Trousse pédagogique d'Occitadys : résultats de l'expérimentation menée à l'école Jules Ferry (Aussonne)1
La Trousse pédagogique est un dispositif proposé par Occitadys, composé d’une mallette d’outils pédagogiques, accompagnée d’un livret explicatif et de ressources sur clé USB. Il s’adresse aux enseignants et aux AESH d’écoles primaires pour favoriser l’inclusion des enfants à besoins particuliers dans la classe. Une formation initiale d’aide au repérage des besoins et à la prise en main des outils de la Trousse pédagogique est proposée aux enseignants, en amont de son utilisation en classe.
Forte de son partenariat avec l’Académie de Toulouse, une expérimentation a été réalisée sur l’année scolaire 2021-2022, dans six classes de CP au CM2 de l’Ecole Jules Ferry d’Aussonne (31), grâce à l’implication de Mme Séverine Lacourthiade, à l’époque Inspectrice de l’Education Nationale en charge de l’adaptation scolaire et de la scolarisation des élèves handicapés au Service départemental Ecole inclusive de la Haute-Garonne. L’équipe d’Occitadys vous rapporte ci-dessous le bilan de cette expérimentation.
Qu’est-ce qui a déterminé l’utilisation des outils ? Comment s’est faite l’identification des besoins des enfants ?
Le principal dilemme qui s’est posé au début était de décider s’il fallait cibler les élèves ou bien laisser le matériel en libre-service à tous. Pour éviter la stigmatisation, les enseignants ont choisi d’étendre l’accès aux outils à plusieurs ou tous les élèves.
Ils ont pris le temps d’accompagner les élèves dans la connaissance des outils de la trousse pédagogique, leur permettant progressivement de se les approprier et de devenir autonomes dans leur utilisation. Parfois, les élèves réclamaient eux-mêmes un outil, d’autres fois après un essai à la suggestion de l’enseignant, les élèves s’en saisissaient à leur tour. Enfin, l’utilisation de l’outil a pu être proposée par un professionnel de soins. Ainsi, petit à petit, les élèves ont pris l’habitude d’aller chercher et de se servir plus librement du matériel proposé.

— LISTE —
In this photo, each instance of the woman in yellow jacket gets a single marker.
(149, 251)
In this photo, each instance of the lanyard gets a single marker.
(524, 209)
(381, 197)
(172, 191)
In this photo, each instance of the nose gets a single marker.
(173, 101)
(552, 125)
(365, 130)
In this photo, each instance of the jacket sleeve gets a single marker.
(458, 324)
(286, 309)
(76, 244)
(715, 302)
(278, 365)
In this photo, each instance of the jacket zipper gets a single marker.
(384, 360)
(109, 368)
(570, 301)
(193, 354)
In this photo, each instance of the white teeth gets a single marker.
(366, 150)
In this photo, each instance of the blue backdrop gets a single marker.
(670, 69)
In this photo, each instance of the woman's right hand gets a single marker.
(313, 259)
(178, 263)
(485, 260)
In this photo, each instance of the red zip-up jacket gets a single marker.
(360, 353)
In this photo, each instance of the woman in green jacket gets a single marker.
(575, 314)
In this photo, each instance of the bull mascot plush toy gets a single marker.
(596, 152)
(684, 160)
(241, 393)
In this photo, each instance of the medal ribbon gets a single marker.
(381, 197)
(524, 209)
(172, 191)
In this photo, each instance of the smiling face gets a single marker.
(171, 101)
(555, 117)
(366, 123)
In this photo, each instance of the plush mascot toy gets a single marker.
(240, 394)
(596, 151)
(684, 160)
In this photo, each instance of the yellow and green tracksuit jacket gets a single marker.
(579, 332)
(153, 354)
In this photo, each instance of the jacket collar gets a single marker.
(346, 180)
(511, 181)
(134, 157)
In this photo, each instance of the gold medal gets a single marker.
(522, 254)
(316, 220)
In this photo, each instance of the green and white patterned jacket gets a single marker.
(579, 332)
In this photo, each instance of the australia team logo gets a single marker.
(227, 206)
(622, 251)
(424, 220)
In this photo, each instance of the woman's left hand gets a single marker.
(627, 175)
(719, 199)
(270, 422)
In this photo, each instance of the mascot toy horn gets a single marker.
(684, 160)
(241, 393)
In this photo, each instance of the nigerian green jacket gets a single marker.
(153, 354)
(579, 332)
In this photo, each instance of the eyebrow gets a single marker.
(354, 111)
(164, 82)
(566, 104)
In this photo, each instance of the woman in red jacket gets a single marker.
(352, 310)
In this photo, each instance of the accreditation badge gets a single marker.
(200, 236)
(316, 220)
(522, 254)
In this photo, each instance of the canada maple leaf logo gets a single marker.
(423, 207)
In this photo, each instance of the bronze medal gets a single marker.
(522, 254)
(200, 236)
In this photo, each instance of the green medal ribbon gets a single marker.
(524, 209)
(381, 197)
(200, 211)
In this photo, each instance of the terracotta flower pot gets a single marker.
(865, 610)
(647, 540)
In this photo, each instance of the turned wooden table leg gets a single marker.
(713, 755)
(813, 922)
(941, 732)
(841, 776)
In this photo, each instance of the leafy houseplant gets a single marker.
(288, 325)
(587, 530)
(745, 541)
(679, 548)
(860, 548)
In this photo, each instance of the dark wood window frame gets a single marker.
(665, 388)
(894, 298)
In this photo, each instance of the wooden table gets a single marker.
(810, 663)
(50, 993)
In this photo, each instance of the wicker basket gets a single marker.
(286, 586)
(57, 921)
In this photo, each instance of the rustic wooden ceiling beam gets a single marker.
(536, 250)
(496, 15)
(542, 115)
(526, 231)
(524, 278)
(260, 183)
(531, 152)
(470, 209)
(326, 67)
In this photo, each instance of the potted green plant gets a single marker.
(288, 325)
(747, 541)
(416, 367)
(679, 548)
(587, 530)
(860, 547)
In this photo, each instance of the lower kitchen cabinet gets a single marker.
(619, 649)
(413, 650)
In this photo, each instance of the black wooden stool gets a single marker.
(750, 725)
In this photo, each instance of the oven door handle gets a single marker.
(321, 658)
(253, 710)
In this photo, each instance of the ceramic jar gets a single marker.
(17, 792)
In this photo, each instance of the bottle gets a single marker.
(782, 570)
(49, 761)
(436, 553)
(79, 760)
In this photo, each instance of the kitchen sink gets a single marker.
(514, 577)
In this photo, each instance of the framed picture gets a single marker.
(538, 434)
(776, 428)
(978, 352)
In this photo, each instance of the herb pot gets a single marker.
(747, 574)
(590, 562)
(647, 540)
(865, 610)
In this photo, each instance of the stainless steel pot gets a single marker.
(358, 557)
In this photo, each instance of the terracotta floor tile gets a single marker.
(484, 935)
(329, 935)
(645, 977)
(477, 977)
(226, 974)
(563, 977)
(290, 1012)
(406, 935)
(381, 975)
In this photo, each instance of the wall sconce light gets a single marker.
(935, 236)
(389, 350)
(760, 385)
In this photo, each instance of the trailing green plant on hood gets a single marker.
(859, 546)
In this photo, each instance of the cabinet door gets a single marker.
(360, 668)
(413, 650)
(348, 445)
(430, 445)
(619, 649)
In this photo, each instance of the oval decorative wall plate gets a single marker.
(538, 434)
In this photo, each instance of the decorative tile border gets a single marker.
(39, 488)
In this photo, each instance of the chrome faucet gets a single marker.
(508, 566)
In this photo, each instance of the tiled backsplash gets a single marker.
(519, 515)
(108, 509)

— OBJECTIF —
Recopiez mot pour mot le passage du texte sur la Trousse pédagogique, en commençant à « Trousse pédagogique d'Occitadys » et en terminant à « utilisation en classe. ».

— RÉPONSE COMPLÈTE —
Trousse pédagogique d'Occitadys : résultats de l'expérimentation menée à l'école Jules Ferry (Aussonne)1
La Trousse pédagogique est un dispositif proposé par Occitadys, composé d’une mallette d’outils pédagogiques, accompagnée d’un livret explicatif et de ressources sur clé USB. Il s’adresse aux enseignants et aux AESH d’écoles primaires pour favoriser l’inclusion des enfants à besoins particuliers dans la classe. Une formation initiale d’aide au repérage des besoins et à la prise en main des outils de la Trousse pédagogique est proposée aux enseignants, en amont de son utilisation en classe.